- [Goal] Extract every one of the following items and reproduce each line verbatim.
** Start Provided data **
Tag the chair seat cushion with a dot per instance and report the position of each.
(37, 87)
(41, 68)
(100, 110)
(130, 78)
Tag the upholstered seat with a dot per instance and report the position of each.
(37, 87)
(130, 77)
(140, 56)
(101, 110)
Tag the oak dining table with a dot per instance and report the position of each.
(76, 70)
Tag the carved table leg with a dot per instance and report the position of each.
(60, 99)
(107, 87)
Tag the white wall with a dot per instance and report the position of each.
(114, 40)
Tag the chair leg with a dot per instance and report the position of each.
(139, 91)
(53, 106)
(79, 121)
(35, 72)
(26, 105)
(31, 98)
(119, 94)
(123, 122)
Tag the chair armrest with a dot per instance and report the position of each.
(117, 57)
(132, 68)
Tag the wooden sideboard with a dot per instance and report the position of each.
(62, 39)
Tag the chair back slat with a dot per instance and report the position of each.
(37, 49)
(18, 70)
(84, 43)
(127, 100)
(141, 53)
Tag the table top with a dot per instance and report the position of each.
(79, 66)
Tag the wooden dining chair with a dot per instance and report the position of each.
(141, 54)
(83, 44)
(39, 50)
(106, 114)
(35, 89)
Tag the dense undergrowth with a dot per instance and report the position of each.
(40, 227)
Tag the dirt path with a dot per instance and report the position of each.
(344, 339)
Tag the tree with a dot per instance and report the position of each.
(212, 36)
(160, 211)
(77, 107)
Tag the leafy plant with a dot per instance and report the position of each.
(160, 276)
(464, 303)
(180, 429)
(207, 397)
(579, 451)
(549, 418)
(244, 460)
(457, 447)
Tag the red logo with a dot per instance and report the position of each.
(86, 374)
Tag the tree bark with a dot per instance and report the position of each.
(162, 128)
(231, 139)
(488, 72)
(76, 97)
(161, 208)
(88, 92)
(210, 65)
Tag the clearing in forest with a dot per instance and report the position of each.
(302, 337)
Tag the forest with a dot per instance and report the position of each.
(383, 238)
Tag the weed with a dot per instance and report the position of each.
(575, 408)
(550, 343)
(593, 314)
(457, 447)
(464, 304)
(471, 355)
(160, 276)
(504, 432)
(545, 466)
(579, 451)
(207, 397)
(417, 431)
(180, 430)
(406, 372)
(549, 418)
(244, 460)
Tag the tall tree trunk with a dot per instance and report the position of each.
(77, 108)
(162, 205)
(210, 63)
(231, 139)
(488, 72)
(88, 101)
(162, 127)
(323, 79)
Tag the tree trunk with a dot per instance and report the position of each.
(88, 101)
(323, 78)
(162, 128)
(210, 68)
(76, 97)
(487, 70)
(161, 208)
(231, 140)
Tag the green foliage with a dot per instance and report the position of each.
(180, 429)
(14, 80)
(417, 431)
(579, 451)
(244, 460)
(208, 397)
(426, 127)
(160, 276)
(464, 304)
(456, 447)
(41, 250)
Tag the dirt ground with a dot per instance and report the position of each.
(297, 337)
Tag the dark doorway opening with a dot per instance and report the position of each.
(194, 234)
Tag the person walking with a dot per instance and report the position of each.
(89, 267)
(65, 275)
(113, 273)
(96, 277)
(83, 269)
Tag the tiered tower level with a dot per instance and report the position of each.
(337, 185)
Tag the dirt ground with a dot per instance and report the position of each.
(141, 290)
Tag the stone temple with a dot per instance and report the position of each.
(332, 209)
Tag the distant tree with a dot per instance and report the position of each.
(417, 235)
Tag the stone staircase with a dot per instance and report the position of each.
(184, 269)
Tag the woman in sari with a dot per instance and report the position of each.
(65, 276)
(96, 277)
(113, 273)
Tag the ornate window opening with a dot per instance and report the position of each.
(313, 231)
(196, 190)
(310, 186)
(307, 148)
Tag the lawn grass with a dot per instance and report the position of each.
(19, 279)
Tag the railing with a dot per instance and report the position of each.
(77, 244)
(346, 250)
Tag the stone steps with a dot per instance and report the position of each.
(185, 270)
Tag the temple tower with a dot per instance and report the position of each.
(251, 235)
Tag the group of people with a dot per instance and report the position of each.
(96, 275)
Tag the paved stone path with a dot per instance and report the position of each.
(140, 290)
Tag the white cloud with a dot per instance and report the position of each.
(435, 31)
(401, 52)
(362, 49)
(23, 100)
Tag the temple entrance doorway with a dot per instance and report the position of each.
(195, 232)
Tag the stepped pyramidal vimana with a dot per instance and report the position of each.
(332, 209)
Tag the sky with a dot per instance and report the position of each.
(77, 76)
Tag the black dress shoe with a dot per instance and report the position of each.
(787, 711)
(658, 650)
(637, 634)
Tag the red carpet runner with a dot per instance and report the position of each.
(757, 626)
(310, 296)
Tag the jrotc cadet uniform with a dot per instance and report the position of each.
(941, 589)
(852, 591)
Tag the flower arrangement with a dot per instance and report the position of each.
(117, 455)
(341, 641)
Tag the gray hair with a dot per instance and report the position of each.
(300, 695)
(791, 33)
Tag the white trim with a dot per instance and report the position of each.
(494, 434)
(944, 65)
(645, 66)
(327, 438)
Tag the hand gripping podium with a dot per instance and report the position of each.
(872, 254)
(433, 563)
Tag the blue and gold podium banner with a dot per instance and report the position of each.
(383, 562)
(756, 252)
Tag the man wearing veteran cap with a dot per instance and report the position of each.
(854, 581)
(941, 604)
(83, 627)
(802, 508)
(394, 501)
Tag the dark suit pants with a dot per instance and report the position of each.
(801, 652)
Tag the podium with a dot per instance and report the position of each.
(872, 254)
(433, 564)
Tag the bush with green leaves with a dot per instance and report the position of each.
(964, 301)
** End Provided data **
- [Response to this exercise]
Tag the chair seat cushion with a dot per instance and report the position of each.
(37, 87)
(41, 68)
(100, 110)
(130, 78)
Tag the upholstered seat with a dot per instance and report the position of each.
(37, 87)
(130, 77)
(140, 56)
(101, 110)
Tag the oak dining table with a dot per instance and report the position of each.
(76, 70)
Tag the carved table leg with a dot per instance and report the position of each.
(60, 99)
(107, 87)
Tag the white wall with a dot per instance and report the position of each.
(114, 40)
Tag the chair leg with a dot per instance and report the position of each.
(139, 91)
(53, 106)
(79, 121)
(35, 72)
(26, 105)
(31, 98)
(119, 94)
(123, 122)
Tag the chair armrest with a dot per instance and report the position of each.
(117, 57)
(132, 68)
Tag the wooden sideboard with a dot per instance and report the position of each.
(62, 39)
Tag the chair back slat with a dot per instance and report the position of each.
(37, 49)
(18, 70)
(84, 43)
(127, 100)
(141, 53)
Tag the table top with a dot per instance and report the position of each.
(79, 66)
Tag the wooden dining chair with a dot per instance and report the position of each.
(141, 54)
(83, 44)
(39, 50)
(106, 114)
(35, 89)
Tag the dense undergrowth with a dot per instance and report the position of each.
(40, 227)
Tag the dirt path with a dot per instance and report the position of each.
(344, 339)
Tag the tree with a dot per instance and report the position of each.
(212, 36)
(160, 211)
(77, 107)
Tag the leafy plant with a dot per instance and report the position of each.
(160, 276)
(464, 303)
(180, 429)
(207, 397)
(579, 451)
(549, 418)
(244, 460)
(457, 447)
Tag the red logo with a dot per instance and report the position of each.
(86, 374)
Tag the tree bark with a dot per instance and report the position of each.
(162, 128)
(231, 139)
(488, 72)
(76, 97)
(161, 208)
(88, 92)
(210, 65)
Tag the clearing in forest with a dot per instance and report the position of each.
(302, 337)
Tag the forest with a dot per instance and report the position of each.
(383, 238)
Tag the weed with a dot per instance and report the position of each.
(575, 408)
(550, 343)
(593, 314)
(457, 447)
(464, 304)
(471, 355)
(160, 276)
(504, 432)
(545, 466)
(579, 451)
(207, 397)
(417, 431)
(180, 430)
(406, 372)
(549, 418)
(244, 460)
Tag the tall tree trunk with a dot per instance and report the position of each.
(77, 108)
(162, 205)
(210, 63)
(231, 139)
(488, 72)
(88, 101)
(162, 127)
(323, 79)
Tag the tree trunk with a dot per instance and report the position of each.
(88, 101)
(323, 78)
(162, 128)
(210, 68)
(76, 97)
(487, 70)
(161, 208)
(231, 140)
Tag the green foliage with a dot per instance and report the position of each.
(180, 429)
(14, 80)
(417, 431)
(579, 451)
(244, 460)
(208, 397)
(426, 127)
(160, 276)
(464, 304)
(456, 447)
(41, 250)
Tag the dirt ground with a dot per instance and report the position of each.
(297, 337)
Tag the dark doorway opening with a dot per instance and report the position of each.
(194, 234)
Tag the person walking with a dot per instance and report the position of each.
(89, 267)
(65, 275)
(113, 273)
(96, 277)
(83, 269)
Tag the tiered tower level with a dot per instance and report the position of each.
(337, 185)
Tag the dirt ground with a dot per instance and report the position of each.
(141, 290)
Tag the stone temple with a dot per instance and report the position of each.
(332, 209)
Tag the distant tree with a dot per instance and report the position of each.
(417, 235)
Tag the stone staircase with a dot per instance and report the position of each.
(184, 269)
Tag the woman in sari with a dot per instance and report the position of each.
(65, 276)
(96, 277)
(113, 273)
Tag the ornate window opening with a dot per instance and report the position of each.
(313, 231)
(196, 190)
(310, 186)
(307, 148)
Tag the lawn grass with a dot per instance and report the position of each.
(19, 279)
Tag the railing with a dot per instance and report the position of each.
(77, 244)
(346, 250)
Tag the stone steps with a dot per instance and report the position of each.
(185, 270)
Tag the temple tower with a dot per instance and report the position of each.
(251, 235)
Tag the group of people with a dot per instance and report the position of each.
(96, 275)
Tag the paved stone path with a dot per instance and report the position of each.
(140, 290)
Tag the white cloud with a dot per instance and report the position of each.
(435, 31)
(401, 52)
(362, 49)
(23, 100)
Tag the temple entrance doorway with a dot per instance and report the position of each.
(195, 232)
Tag the stepped pyramidal vimana with a dot per instance and report the position of each.
(332, 209)
Tag the sky with a dot per instance and report the position of each.
(77, 76)
Tag the black dress shoe with a dot per instance and report the position of each.
(787, 711)
(658, 650)
(637, 634)
Tag the red carpet runner with a dot per instance and report the position of each.
(757, 626)
(310, 296)
Tag the jrotc cadet uniform with a dot per instance and report the position of each.
(941, 589)
(852, 591)
Tag the flower arrangement with a dot per instance and report the position of each.
(117, 455)
(341, 641)
Tag the gray hair with a dot per instance and report the position of each.
(300, 695)
(791, 33)
Tag the white trim with a dot per instance and report the position of each.
(494, 434)
(944, 65)
(645, 66)
(327, 438)
Tag the hand gripping podium with a dot per instance and report the position of each.
(872, 254)
(433, 563)
Tag the blue and gold podium banner with a dot per instance and report the position of each.
(383, 562)
(756, 252)
Tag the man wearing veteran cap with a dot per instance and report the position of each.
(854, 581)
(941, 604)
(83, 627)
(802, 508)
(394, 501)
Tag the dark suit pants with a dot per instance and report the position of each.
(801, 652)
Tag the podium with a dot per instance and report the position of each.
(872, 254)
(433, 564)
Tag the bush with green leaves with a dot per instance and report the position of each.
(964, 301)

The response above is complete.